▸ **What this task involves**: Shift every coordinate in the answers up by 111 and write out all lines of the listing below, from the line containing "the fuel pump" through the end of the listing, inclusive. Keep the request lines as they are.

▸ **Data provided**:

------------------------------------------------

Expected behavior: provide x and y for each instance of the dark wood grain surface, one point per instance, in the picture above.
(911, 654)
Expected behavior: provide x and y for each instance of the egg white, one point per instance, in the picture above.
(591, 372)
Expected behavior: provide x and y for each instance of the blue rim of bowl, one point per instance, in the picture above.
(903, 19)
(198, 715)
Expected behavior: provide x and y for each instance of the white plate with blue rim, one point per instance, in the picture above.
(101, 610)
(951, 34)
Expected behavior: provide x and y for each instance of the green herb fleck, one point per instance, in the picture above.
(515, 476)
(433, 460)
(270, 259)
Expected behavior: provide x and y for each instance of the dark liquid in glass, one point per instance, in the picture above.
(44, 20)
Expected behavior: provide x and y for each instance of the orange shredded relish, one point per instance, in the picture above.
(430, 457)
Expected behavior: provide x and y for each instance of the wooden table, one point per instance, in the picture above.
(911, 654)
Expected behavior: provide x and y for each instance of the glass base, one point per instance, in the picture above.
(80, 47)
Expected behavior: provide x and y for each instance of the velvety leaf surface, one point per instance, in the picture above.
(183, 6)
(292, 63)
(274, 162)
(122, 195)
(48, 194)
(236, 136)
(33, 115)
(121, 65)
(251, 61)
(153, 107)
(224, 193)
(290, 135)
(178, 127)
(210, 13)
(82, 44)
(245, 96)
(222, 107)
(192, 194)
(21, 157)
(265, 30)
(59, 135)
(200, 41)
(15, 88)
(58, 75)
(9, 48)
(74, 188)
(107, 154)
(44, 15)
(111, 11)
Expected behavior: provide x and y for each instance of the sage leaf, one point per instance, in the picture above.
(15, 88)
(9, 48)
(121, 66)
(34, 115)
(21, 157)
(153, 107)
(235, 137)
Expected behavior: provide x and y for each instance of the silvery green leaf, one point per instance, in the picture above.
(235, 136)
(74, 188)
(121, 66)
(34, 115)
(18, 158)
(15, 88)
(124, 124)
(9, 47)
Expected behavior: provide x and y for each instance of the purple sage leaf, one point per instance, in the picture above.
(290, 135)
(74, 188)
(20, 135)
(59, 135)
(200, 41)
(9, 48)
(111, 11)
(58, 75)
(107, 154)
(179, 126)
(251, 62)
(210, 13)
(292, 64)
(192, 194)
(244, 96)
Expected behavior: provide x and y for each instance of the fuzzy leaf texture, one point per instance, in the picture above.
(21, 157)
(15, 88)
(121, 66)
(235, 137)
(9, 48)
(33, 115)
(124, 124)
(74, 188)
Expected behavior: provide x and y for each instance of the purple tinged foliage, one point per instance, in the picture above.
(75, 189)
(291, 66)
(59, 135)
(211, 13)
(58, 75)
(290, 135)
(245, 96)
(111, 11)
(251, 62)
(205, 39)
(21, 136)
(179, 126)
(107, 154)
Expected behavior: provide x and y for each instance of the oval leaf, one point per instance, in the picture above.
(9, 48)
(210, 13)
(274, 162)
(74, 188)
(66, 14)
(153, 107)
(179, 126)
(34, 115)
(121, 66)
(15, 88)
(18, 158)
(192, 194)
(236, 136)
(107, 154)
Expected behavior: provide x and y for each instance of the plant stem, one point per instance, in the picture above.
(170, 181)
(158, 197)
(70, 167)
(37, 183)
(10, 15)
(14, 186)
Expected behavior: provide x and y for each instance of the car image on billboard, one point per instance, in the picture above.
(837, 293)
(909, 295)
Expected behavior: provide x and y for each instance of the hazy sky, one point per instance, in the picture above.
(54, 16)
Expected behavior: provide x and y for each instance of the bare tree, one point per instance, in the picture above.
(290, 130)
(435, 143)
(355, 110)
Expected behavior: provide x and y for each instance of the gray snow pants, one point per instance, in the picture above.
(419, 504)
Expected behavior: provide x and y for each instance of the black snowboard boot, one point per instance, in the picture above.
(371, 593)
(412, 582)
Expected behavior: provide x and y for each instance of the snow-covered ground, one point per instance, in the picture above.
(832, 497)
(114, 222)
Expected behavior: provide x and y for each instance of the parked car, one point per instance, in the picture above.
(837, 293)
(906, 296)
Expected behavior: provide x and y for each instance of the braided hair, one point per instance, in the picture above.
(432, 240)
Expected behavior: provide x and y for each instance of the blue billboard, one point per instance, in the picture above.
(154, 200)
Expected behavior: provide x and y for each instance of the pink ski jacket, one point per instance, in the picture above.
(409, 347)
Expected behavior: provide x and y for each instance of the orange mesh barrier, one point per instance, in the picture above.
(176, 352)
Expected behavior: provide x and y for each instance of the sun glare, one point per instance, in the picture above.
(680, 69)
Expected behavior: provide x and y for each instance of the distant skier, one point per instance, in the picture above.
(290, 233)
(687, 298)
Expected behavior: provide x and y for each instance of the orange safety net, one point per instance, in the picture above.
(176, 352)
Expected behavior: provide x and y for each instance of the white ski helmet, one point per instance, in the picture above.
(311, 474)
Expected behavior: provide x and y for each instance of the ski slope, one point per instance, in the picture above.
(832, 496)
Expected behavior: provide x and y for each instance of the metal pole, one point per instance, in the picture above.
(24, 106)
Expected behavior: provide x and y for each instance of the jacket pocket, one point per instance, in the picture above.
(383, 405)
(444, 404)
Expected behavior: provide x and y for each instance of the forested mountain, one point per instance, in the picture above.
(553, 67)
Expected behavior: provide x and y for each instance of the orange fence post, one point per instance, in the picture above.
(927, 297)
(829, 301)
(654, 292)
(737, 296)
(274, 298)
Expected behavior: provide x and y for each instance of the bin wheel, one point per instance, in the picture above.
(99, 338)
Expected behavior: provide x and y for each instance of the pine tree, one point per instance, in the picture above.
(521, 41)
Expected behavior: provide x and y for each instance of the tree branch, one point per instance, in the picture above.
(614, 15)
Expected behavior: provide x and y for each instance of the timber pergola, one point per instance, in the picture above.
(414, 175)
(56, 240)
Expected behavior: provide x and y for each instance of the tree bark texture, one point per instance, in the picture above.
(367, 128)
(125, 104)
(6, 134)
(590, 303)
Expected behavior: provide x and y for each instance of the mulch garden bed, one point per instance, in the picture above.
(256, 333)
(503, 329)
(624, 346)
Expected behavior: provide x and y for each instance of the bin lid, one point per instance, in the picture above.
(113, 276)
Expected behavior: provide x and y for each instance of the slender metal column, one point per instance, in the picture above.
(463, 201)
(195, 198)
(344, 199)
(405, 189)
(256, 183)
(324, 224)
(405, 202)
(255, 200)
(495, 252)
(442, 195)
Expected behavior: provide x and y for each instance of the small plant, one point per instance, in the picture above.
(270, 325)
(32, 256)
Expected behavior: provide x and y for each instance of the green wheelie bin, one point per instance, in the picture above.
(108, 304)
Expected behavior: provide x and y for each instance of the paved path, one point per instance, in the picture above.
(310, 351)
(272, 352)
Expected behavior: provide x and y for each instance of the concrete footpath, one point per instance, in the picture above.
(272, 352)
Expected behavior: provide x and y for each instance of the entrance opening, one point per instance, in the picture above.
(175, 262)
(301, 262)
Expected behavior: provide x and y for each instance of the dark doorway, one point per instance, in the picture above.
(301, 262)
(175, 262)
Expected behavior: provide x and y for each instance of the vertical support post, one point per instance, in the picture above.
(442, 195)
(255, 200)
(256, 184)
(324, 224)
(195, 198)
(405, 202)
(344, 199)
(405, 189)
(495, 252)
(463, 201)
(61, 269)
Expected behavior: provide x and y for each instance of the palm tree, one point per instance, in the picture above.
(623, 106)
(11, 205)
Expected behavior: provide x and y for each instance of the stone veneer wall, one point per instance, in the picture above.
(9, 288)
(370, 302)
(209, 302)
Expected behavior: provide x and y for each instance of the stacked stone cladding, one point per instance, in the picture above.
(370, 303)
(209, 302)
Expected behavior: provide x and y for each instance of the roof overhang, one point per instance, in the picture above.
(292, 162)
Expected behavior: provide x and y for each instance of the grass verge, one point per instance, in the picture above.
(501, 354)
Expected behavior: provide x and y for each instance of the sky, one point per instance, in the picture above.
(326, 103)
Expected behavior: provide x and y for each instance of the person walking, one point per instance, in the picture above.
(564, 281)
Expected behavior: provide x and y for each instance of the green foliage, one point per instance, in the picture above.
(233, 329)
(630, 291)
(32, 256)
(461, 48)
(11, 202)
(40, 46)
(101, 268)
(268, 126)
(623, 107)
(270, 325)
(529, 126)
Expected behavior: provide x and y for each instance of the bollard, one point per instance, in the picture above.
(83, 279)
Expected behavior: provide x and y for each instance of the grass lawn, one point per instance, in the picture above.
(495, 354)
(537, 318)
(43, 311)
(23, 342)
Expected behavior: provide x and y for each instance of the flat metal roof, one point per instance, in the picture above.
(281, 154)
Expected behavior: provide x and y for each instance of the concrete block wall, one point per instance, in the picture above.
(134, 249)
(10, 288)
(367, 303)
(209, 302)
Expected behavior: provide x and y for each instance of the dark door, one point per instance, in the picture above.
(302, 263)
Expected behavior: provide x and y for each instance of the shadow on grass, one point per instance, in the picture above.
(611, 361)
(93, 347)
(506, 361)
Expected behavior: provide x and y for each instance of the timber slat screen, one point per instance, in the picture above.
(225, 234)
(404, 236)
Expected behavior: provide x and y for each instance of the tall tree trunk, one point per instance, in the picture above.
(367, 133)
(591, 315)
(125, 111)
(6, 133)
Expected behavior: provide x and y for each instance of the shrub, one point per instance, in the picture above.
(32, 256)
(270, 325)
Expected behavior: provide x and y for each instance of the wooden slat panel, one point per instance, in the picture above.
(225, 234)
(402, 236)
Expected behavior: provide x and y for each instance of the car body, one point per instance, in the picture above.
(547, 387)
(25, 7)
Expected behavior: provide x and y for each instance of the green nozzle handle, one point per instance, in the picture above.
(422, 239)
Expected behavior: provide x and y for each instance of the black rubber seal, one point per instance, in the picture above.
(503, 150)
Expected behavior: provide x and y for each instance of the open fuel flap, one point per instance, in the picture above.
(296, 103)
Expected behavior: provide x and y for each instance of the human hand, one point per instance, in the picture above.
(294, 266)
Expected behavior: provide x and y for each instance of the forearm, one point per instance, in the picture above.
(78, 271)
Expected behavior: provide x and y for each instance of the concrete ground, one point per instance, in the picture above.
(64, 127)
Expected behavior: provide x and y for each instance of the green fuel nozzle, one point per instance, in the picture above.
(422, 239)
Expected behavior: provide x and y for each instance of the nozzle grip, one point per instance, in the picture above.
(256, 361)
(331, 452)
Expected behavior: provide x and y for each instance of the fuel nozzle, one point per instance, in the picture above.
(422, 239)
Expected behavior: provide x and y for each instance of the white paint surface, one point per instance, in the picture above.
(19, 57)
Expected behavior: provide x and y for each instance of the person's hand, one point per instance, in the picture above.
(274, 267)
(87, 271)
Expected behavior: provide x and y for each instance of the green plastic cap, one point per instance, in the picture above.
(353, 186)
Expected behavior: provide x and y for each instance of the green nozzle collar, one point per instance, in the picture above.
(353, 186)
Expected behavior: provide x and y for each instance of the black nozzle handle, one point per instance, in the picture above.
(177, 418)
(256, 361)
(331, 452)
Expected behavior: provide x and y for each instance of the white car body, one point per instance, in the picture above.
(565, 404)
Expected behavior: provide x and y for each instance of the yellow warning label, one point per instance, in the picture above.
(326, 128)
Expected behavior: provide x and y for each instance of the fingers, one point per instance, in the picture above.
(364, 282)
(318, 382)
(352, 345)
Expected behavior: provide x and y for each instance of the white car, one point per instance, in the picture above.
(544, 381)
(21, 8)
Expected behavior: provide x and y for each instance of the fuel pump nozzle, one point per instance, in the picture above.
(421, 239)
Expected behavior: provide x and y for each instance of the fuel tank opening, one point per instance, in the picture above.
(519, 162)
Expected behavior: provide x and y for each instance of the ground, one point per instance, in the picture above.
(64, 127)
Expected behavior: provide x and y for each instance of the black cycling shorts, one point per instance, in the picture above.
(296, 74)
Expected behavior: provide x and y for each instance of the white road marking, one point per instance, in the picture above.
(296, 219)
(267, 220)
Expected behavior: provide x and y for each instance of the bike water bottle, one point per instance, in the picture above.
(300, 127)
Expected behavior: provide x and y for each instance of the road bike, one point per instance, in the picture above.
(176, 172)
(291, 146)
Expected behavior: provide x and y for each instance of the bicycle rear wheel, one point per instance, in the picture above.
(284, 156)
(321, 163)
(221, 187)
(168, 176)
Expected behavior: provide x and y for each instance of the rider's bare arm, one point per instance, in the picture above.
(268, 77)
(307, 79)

------------------------------------------------

▸ **Reply to the task**:
Expected behavior: provide x and y for each instance of the fuel pump nozzle, one point per instance, in the picture above.
(532, 350)
Expected behavior: provide x and y for each instance of the fuel tank opening, one point per instance, in the picture above.
(630, 273)
Expected behavior: provide x and y for each instance of the ground, one point per instance, in the picture above.
(175, 238)
Expected behavior: provide x and y for each instance of the black cycling shorts, one point per instance, in the picture above.
(407, 185)
Expected behavior: provide x and y for each instance of the white road marking, one point per instance, in the picture above.
(407, 330)
(378, 331)
Expected behavior: provide x and y for each instance of the bike water bottle, one point per instance, in the picture above.
(411, 238)
Expected behavior: provide x and y for each instance of the road bike, one point per instance, in the picture above.
(287, 283)
(402, 257)
Expected behavior: provide x and y for each instance of the bicycle rear wheel, one point per instance, in the picture above.
(395, 267)
(432, 274)
(332, 298)
(279, 287)
Expected behavior: provide x and y for each instance of the rider's bare arm, one point per instance, in the picture above.
(379, 188)
(418, 190)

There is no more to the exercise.